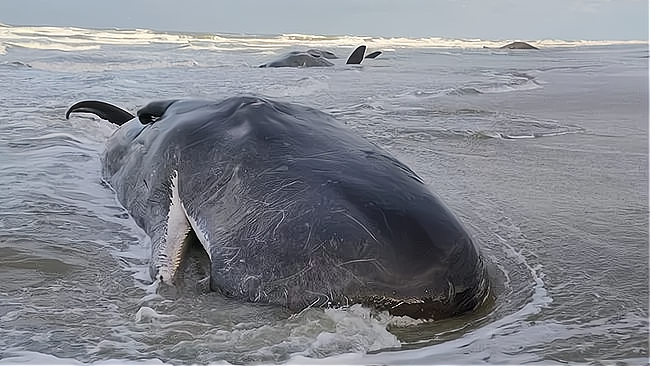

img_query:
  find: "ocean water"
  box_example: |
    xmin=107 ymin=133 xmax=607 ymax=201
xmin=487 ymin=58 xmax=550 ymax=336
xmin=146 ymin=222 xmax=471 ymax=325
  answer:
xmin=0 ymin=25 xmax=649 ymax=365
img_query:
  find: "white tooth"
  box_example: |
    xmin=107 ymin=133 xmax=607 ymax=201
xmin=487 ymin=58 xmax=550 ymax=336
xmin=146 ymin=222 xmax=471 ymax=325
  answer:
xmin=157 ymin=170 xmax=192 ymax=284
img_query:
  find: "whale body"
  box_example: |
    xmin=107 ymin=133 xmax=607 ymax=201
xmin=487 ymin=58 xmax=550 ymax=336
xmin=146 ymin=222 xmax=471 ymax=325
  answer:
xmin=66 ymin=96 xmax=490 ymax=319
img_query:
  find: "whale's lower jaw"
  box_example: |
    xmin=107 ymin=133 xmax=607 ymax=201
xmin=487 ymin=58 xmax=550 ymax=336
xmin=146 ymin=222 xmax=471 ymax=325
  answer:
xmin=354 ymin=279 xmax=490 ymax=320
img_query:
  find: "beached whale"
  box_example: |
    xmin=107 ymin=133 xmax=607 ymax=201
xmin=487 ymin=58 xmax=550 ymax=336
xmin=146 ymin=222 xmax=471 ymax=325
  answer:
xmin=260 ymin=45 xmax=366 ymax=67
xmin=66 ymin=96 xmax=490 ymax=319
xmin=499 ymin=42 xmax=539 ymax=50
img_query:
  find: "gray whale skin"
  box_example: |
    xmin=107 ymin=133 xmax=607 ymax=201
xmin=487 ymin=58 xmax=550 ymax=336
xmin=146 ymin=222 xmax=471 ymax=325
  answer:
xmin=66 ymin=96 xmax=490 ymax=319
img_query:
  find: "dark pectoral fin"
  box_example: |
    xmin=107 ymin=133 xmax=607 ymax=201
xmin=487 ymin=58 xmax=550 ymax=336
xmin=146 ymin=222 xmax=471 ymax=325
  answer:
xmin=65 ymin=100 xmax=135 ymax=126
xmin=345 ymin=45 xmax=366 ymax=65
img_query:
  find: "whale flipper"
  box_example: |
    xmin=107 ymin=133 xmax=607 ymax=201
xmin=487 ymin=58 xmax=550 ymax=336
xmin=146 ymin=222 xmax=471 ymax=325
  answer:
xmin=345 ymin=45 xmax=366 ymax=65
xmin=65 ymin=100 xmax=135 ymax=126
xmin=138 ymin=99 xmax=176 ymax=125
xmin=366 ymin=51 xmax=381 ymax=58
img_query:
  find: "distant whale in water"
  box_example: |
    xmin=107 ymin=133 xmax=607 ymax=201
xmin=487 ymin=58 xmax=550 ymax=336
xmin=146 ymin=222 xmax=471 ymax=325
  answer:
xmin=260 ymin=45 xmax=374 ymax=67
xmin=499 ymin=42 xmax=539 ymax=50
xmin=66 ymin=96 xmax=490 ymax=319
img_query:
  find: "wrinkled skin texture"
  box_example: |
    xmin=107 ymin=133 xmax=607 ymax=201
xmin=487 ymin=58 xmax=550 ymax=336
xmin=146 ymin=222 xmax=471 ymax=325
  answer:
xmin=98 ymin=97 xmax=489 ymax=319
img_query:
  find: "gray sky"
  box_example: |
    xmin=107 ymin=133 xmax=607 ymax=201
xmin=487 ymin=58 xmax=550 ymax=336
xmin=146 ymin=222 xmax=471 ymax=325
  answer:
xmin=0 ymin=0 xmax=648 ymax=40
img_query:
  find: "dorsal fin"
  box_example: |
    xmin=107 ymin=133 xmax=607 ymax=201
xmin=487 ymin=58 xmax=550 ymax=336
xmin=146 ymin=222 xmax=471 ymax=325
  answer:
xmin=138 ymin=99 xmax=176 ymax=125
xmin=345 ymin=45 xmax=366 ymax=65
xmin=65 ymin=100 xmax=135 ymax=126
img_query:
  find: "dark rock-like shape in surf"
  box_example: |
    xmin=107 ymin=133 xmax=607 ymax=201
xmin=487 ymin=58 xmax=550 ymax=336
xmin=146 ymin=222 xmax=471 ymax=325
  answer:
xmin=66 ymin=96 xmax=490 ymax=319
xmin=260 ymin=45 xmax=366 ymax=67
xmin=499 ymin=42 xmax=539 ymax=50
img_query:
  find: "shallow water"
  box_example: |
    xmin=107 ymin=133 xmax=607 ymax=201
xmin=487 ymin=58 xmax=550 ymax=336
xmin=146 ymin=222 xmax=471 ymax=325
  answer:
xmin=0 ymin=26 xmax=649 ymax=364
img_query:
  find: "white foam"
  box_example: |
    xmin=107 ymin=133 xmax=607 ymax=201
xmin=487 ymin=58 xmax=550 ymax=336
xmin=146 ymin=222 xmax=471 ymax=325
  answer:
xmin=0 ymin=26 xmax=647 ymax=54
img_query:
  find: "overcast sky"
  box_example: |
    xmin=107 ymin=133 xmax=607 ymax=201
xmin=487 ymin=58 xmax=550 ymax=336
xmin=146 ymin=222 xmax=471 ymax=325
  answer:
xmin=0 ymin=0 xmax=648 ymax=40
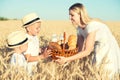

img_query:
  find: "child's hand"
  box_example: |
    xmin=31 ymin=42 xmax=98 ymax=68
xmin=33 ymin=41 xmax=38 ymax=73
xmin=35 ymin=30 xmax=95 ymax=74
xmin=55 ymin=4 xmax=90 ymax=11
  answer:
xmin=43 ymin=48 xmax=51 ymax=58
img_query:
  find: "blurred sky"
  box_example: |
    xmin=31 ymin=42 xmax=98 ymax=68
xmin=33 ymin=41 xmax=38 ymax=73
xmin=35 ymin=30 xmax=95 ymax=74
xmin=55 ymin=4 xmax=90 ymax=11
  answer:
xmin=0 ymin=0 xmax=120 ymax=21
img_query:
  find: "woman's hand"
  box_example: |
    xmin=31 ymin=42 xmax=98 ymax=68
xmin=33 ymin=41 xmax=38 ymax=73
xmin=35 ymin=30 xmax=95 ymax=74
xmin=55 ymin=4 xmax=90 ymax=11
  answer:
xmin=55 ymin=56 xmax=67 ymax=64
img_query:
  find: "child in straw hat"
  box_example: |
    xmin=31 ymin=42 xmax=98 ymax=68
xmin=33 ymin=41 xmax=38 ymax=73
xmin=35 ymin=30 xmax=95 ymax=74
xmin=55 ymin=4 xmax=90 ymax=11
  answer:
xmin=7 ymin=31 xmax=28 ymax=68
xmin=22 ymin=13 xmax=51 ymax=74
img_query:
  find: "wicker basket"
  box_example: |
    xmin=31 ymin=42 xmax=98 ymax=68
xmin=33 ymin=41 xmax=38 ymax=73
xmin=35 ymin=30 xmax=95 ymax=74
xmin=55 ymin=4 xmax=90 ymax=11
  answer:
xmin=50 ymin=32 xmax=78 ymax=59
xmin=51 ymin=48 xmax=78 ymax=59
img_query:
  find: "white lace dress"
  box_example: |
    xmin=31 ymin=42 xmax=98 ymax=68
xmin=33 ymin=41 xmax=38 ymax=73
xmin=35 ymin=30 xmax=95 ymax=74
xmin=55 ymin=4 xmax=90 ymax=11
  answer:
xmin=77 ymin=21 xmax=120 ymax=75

* * *

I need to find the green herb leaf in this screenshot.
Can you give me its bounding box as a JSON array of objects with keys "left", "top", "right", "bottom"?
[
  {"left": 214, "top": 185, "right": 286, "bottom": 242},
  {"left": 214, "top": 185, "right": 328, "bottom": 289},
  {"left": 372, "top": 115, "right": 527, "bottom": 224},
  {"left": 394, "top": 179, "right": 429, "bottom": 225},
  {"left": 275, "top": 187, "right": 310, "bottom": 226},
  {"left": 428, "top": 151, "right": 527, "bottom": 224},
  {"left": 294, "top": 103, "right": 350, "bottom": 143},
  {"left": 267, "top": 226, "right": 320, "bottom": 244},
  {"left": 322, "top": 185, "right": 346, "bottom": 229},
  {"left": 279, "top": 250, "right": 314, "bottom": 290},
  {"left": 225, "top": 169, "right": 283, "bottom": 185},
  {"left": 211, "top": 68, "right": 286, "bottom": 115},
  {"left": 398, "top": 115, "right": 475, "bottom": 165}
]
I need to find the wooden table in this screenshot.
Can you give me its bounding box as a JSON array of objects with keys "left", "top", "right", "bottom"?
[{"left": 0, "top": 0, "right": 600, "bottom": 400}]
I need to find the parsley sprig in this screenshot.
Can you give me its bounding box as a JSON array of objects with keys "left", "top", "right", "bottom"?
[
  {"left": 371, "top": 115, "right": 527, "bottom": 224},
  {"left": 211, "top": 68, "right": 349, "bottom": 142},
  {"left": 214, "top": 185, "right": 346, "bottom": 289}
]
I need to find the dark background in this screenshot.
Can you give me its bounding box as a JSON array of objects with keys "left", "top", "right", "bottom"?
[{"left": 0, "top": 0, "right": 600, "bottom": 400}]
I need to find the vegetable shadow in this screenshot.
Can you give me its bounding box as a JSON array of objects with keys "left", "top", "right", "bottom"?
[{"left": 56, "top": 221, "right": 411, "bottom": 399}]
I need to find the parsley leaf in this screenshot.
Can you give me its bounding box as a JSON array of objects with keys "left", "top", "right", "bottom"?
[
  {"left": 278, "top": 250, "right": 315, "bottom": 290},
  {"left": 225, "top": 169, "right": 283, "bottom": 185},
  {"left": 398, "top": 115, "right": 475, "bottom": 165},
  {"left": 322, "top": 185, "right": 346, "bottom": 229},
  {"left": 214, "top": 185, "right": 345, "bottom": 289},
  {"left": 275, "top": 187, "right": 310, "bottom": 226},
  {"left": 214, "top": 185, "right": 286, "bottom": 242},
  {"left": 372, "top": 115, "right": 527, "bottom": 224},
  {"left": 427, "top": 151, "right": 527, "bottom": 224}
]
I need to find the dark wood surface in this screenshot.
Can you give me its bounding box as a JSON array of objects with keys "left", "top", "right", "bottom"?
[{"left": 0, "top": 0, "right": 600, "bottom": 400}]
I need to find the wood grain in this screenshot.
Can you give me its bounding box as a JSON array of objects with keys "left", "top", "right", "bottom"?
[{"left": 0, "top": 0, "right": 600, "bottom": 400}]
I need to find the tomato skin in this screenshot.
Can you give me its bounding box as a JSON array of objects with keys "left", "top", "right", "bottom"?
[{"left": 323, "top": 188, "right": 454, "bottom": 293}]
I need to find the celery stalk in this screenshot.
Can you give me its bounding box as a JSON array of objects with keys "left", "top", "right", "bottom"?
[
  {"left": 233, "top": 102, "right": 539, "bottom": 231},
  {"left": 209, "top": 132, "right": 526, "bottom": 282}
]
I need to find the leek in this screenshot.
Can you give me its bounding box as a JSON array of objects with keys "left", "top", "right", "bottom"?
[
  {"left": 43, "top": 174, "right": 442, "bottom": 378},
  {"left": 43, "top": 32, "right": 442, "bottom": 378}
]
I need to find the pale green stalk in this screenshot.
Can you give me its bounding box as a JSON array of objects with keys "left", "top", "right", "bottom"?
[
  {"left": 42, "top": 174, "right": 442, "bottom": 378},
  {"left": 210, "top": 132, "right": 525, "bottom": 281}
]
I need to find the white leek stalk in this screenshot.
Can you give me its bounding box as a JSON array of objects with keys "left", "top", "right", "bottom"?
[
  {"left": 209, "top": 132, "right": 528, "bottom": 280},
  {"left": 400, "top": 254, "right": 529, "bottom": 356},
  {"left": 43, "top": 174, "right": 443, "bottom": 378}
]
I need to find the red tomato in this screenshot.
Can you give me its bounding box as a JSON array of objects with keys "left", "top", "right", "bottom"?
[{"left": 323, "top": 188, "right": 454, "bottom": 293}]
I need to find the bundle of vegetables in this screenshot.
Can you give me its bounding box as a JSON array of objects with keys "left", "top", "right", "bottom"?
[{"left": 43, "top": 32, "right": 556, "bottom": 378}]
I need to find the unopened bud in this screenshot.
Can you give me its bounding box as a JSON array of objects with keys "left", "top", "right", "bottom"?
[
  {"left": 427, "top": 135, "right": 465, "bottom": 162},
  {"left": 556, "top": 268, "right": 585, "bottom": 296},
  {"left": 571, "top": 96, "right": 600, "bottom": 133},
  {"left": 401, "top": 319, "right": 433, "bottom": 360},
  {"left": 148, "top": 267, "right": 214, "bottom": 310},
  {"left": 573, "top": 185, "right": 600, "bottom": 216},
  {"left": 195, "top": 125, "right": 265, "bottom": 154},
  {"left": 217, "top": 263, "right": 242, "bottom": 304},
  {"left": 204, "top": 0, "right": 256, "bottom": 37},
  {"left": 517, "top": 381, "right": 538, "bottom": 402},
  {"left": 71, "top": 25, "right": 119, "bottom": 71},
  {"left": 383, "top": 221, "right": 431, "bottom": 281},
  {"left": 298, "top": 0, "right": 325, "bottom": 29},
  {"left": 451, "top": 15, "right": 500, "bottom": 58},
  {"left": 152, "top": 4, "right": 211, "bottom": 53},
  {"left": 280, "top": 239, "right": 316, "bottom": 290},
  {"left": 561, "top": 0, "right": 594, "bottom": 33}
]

- [SET PROBLEM] Collect every line in the rows above that contains the string "leek". Case counts.

- [WRITTEN RESPONSE]
I need to find the leek in this screenshot.
I need to find the white leek stalk in this screenshot.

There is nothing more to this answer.